* SUPPLIED TEXT
—————
Archizoom is an architecture museum settled on the campus of EPFL, in Lausanne, Switzerland. It provides a public programme of exhibitions, lectures and events for the ENAC Faculty.

== History ==
This programme was created in 1974 by Edith Bianchi, a graphic designer who wished to both complement education at the school of architecture and communicate about architecture to a general audience.

In 2007, with impetus from architect Harry Gugger, then associate of the firm Herzog & de Meuron and professor at the EPFL, the scope of the gallery was broadened and it was renamed Archizoom.

== Mission ==
Under the leadership of the new director and art historian Cyril Veillon, the Archizoom gallery focuses on the interdisciplinary aspects of the architecture and highlights its close relationship with art, science, engineering and the humanities. Borrowing architecture critic Paul Goldberger’s words, Archizoom’s programme addresses the question of ‘why architecture matters’.
—————
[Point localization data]
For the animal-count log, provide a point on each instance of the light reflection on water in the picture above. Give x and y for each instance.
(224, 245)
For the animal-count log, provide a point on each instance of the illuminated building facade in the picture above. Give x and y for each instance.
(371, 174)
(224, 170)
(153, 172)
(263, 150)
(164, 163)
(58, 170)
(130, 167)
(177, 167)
—————
* LIST OF TASKS
a. According to the Archizoom passage, who created the program in 1974?
b. Please copy everything in the Archizoom passage from "Archizoom is an" down to "was renamed Archizoom.".
c. Proceed with the Archizoom passage, picking up after its last sentence.

* EXPECTED RESPONSES
a. Edith Bianchi, a graphic designer.

b.
Archizoom is an architecture museum settled on the campus of EPFL, in Lausanne, Switzerland. It provides a public programme of exhibitions, lectures and events for the ENAC Faculty.

== History ==
This programme was created in 1974 by Edith Bianchi, a graphic designer who wished to both complement education at the school of architecture and communicate about architecture to a general audience.

In 2007, with impetus from architect Harry Gugger, then associate of the firm Herzog & de Meuron and professor at the EPFL, the scope of the gallery was broadened and it was renamed Archizoom.

c.
== Exhibitions ==

Archizoom produces around 4-6 temporary exhibitions per year about international and regional architecture. Archives of all exhibitions since 1974 can be consulted on Archizoom website.

== Lectures ==

Archizoom hosts around 12-15 events (lectures, symposium, exhibition openings, guided visits, workshops for kids) per year related to the exhibitions and on the cultural dimension of the built environment. The lectures are usually recorded and broadcast on Archizoom YouTube channel.